» Challenge A
Which date-and-time stamps appear in the parenting thread? List every one.

» Selection
☆ ☆ ☆ ☆ ☆ ☆ ☆

2007-02-15 07:25:14 · 20 answers · asked by good question 2 in Pregnancy & Parenting Parenting

20 answers

Tell him that if he doesn't start to keep his room looking halfway decent, that you will have to charge him room rent in addition to his share of the bills, and then he can live like a pig if he wants to since he's paying for the space.

It's your house and he is an adult, afterall, so I don't think that would be out of the question. Paying a small portion of bills and room rent is cheaper than an apartment any day.

2007-02-15 07:29:34 · answer #1 · answered by Anonymous · 1 1

I know that it is your house but at the same time if he is contributing then he deserves some freedom, like not cleaning his room if he doesn't want to. YOU shouldn't clean it or anything but I don't think it's fair to make him clean it either. If there are dishes in there and stuff, tell him he'll have to clean those plates and eat dinner on them, etc. but don't set it up in a way that would cause a major fight. I think treating him like a little kid would be a horrible idea. If he has always been good then reward him a little! Most teenage guys don't clean their room, be grateful he's not doing something worse, pick your fights- and try to do something less directly related to cleaning his room like the plate thing or something like that.

2007-02-15 15:34:36 · answer #2 · answered by Amanda 4 · 1 0

Is it just his room that he leaves in a mess? Does he do his share of housework out in the "living" areas of the home? In my opinion a bedroom is "personal space," and considering he is doing his share with paying the household bills, then allow him to have his space how he likes it. Eventually he will clean it up on his own. Besides, it's his room, if he wants to live like a pig, so be it....it's not like you spend your time in there just tell him to keep the door closed. But if he leaves a 'trail' around the whole house....tell him to shape up or ship out! That is when he is invading everyone's space with his mess....and that's not acceptable!!

☆ ☆ ☆ ☆ ☆ ☆ ☆

» Challenge B
Can you return, unchanged, the lines of the records from the line containing "sky in this" through the end of the records?

☆ ☆ ☆ ☆ ☆ ☆ ☆

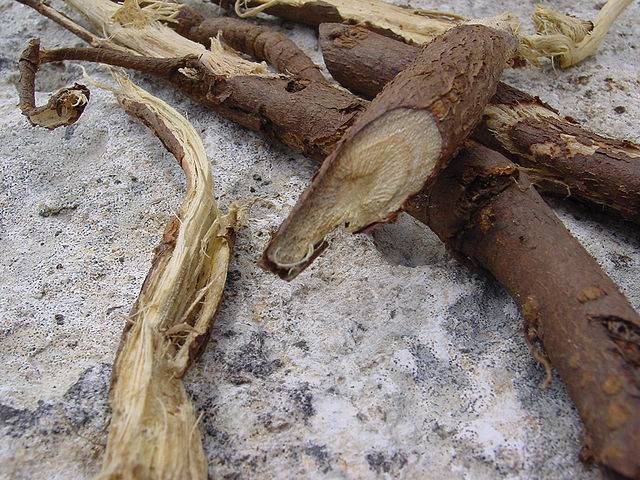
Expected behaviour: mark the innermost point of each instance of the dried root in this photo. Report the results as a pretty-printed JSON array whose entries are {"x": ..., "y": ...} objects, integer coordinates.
[
  {"x": 261, "y": 43},
  {"x": 412, "y": 25},
  {"x": 139, "y": 29},
  {"x": 154, "y": 431},
  {"x": 561, "y": 156},
  {"x": 63, "y": 108},
  {"x": 397, "y": 145},
  {"x": 568, "y": 40},
  {"x": 560, "y": 36}
]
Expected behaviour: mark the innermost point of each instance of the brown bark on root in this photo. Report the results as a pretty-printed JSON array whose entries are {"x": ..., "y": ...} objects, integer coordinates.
[
  {"x": 399, "y": 144},
  {"x": 261, "y": 43},
  {"x": 312, "y": 117},
  {"x": 63, "y": 108},
  {"x": 560, "y": 156},
  {"x": 486, "y": 211}
]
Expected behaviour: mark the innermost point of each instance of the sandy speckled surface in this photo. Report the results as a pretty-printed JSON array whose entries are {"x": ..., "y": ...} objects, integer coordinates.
[{"x": 386, "y": 359}]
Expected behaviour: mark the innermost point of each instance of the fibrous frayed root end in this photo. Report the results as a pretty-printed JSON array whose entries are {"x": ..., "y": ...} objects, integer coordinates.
[{"x": 565, "y": 39}]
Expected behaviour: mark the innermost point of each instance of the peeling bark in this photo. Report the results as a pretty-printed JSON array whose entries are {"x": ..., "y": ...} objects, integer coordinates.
[
  {"x": 259, "y": 42},
  {"x": 486, "y": 211},
  {"x": 560, "y": 156},
  {"x": 400, "y": 143},
  {"x": 493, "y": 202},
  {"x": 410, "y": 24}
]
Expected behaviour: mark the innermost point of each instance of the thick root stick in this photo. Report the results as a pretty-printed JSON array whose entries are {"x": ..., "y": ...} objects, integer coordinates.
[
  {"x": 561, "y": 156},
  {"x": 398, "y": 145}
]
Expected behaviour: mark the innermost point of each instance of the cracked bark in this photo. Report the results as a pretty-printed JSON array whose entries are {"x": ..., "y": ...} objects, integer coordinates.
[
  {"x": 311, "y": 117},
  {"x": 261, "y": 43},
  {"x": 560, "y": 156}
]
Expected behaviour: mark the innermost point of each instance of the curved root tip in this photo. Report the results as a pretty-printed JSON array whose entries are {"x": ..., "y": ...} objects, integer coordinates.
[{"x": 64, "y": 108}]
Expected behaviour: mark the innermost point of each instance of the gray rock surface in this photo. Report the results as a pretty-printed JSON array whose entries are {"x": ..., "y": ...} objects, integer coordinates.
[{"x": 387, "y": 359}]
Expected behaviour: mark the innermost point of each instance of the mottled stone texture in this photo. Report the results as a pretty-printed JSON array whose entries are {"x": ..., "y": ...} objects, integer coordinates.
[{"x": 387, "y": 359}]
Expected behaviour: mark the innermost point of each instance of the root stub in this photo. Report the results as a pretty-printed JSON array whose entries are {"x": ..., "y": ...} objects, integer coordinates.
[
  {"x": 487, "y": 212},
  {"x": 398, "y": 145},
  {"x": 561, "y": 156}
]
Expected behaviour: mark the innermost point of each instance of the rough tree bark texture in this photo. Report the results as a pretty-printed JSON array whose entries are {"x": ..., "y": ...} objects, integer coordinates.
[
  {"x": 262, "y": 43},
  {"x": 399, "y": 144},
  {"x": 312, "y": 117},
  {"x": 486, "y": 210},
  {"x": 560, "y": 155},
  {"x": 409, "y": 24}
]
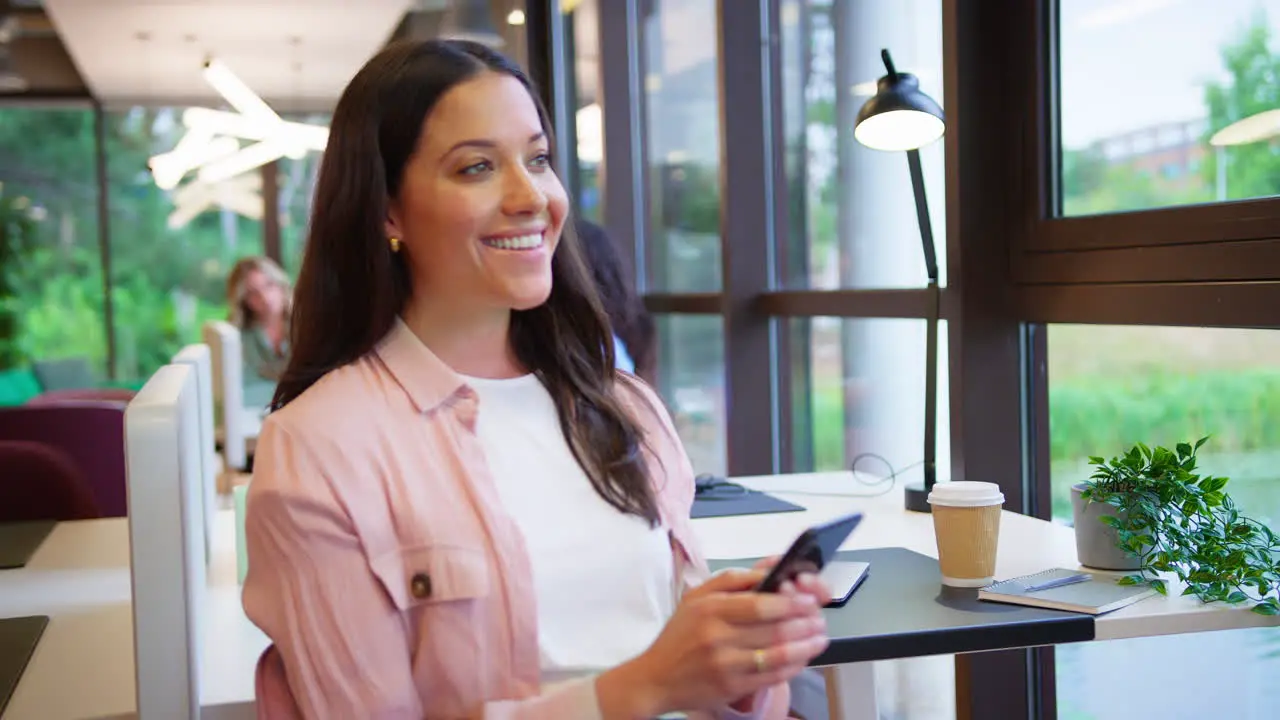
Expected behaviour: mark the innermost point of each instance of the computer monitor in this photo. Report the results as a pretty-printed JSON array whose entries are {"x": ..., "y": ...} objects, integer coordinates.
[
  {"x": 199, "y": 358},
  {"x": 163, "y": 463}
]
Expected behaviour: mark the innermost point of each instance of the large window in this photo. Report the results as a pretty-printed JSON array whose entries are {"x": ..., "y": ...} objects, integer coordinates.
[
  {"x": 1111, "y": 387},
  {"x": 51, "y": 261},
  {"x": 168, "y": 268},
  {"x": 1143, "y": 87},
  {"x": 867, "y": 402},
  {"x": 851, "y": 212},
  {"x": 682, "y": 146},
  {"x": 691, "y": 381}
]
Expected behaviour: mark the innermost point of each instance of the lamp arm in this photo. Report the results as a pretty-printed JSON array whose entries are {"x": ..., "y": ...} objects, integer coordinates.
[
  {"x": 888, "y": 63},
  {"x": 922, "y": 214},
  {"x": 931, "y": 338}
]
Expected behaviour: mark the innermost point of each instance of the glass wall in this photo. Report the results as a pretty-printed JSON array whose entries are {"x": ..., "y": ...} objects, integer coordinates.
[
  {"x": 169, "y": 259},
  {"x": 1173, "y": 76},
  {"x": 850, "y": 209},
  {"x": 853, "y": 224},
  {"x": 169, "y": 256},
  {"x": 681, "y": 119},
  {"x": 51, "y": 290},
  {"x": 1111, "y": 387},
  {"x": 691, "y": 382},
  {"x": 583, "y": 23},
  {"x": 868, "y": 401}
]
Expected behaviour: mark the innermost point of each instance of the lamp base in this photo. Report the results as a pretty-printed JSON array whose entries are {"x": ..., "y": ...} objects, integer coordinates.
[{"x": 917, "y": 497}]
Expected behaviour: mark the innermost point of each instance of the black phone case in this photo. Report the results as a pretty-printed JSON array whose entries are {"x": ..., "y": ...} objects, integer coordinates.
[{"x": 810, "y": 551}]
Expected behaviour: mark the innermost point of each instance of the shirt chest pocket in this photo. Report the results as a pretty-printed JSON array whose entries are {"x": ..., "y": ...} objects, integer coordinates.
[{"x": 433, "y": 574}]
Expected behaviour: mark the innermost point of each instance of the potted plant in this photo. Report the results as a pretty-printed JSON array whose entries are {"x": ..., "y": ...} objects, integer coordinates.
[{"x": 1161, "y": 516}]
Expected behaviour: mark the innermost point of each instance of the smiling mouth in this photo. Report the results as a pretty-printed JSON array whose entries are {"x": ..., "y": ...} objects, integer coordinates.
[{"x": 531, "y": 241}]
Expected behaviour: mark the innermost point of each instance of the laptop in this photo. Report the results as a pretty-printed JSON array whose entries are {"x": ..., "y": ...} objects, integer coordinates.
[{"x": 19, "y": 541}]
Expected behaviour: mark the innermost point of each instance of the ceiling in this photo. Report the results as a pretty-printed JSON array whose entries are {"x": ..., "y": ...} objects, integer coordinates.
[{"x": 296, "y": 54}]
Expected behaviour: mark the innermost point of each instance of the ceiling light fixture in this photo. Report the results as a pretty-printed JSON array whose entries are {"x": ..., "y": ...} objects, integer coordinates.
[
  {"x": 211, "y": 144},
  {"x": 241, "y": 195}
]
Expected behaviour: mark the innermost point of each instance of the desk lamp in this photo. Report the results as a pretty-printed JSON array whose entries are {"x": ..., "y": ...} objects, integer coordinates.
[{"x": 899, "y": 117}]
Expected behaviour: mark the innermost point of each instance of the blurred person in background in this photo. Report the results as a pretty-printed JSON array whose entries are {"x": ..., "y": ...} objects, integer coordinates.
[
  {"x": 259, "y": 300},
  {"x": 634, "y": 333}
]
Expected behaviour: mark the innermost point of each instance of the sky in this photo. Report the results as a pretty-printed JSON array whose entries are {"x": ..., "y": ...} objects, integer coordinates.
[{"x": 1127, "y": 64}]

☆ ☆ ☆ ☆ ☆ ☆ ☆

» Full solution A
2007-02-15 07:25:14
2007-02-15 07:29:34
2007-02-15 15:34:36

» Full solution B
Expected behaviour: mark the innermost point of each instance of the sky in this photo. Report the results as a pretty-printed JSON array whose entries are {"x": ..., "y": ...} objects, integer coordinates.
[{"x": 1127, "y": 64}]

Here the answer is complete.